(INSTRUCTIONS TO FOLLOW) Output the entire blog post on Bach and emotion below, word for word and unchanged.

(SUPPLIED PASSAGE)
* start *
Sunday, May 24, 2009

Bach and Emotion

Johann_Sebastian_Bach Today there is no question that Johann Sebastian Bach has become a part of our classical canon: his works are regularly performed, most people can probably recognize the vocal lines of his most famous chorales, and probably everyone who collects classical music recordings has a CD of Bach laying around, or at least a few MP3s that they play from time to time.

Despite the fact that nearly everyone can recognize Bach’s name, I still think that his reputation hasn’t completely emerged from the onslaught of
Romanticism. Romantic music, by which I mean the classical music that appeared from roughly the time of Beethoven to the early twentieth century, has forever changed the landscape of the way that we listen to music, and what we expect from it. In a previous blog post, I remembered being in a master class for the piano in which no one except me even liked playing Bach on the piano. Everyone wanted to express the passion of Beethoven, or impress everyone else with the fast piano techniques required to play Chopin, Rachmaninoff, or Scriabin, and thought of Bach’s music as a boring collection of technical exercises. Although I think everyone in that class was wrong – they were expressing a far too limited conception of what Bach is about – it underscored for me the fact that Bach is often misunderstood, and often for quite specific reasons. The truth is that while there are plenty of opportunities for expressing emotion in Bach’s music, the way that you express it is very different from the way emotion is expressed in Romantic music.
* end *
[Dataset excerpt]
* start *
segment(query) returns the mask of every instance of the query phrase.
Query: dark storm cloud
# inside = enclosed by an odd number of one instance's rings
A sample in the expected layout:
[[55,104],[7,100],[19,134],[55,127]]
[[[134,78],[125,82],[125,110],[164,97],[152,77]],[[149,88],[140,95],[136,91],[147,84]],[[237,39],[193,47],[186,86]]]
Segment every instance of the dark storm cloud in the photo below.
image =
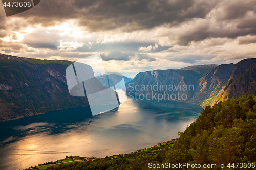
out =
[[256,12],[255,1],[223,1],[216,13],[216,18],[222,20],[242,18],[248,11]]
[[105,61],[112,60],[128,61],[130,59],[131,57],[135,56],[135,54],[132,52],[122,53],[117,51],[114,51],[108,55],[104,53],[101,54],[101,56],[102,60]]
[[239,44],[249,44],[253,43],[256,43],[256,37],[250,37],[241,38],[239,40]]
[[138,59],[139,61],[141,61],[143,59],[146,59],[149,62],[156,60],[156,58],[148,56],[148,55],[147,54],[138,53],[138,57],[139,57]]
* end *
(FINISHED ANSWER)
Sunday, May 24, 2009

Bach and Emotion

Johann_Sebastian_Bach Today there is no question that Johann Sebastian Bach has become a part of our classical canon: his works are regularly performed, most people can probably recognize the vocal lines of his most famous chorales, and probably everyone who collects classical music recordings has a CD of Bach laying around, or at least a few MP3s that they play from time to time.

Despite the fact that nearly everyone can recognize Bach’s name, I still think that his reputation hasn’t completely emerged from the onslaught of
Romanticism. Romantic music, by which I mean the classical music that appeared from roughly the time of Beethoven to the early twentieth century, has forever changed the landscape of the way that we listen to music, and what we expect from it. In a previous blog post, I remembered being in a master class for the piano in which no one except me even liked playing Bach on the piano. Everyone wanted to express the passion of Beethoven, or impress everyone else with the fast piano techniques required to play Chopin, Rachmaninoff, or Scriabin, and thought of Bach’s music as a boring collection of technical exercises. Although I think everyone in that class was wrong – they were expressing a far too limited conception of what Bach is about – it underscored for me the fact that Bach is often misunderstood, and often for quite specific reasons. The truth is that while there are plenty of opportunities for expressing emotion in Bach’s music, the way that you express it is very different from the way emotion is expressed in Romantic music.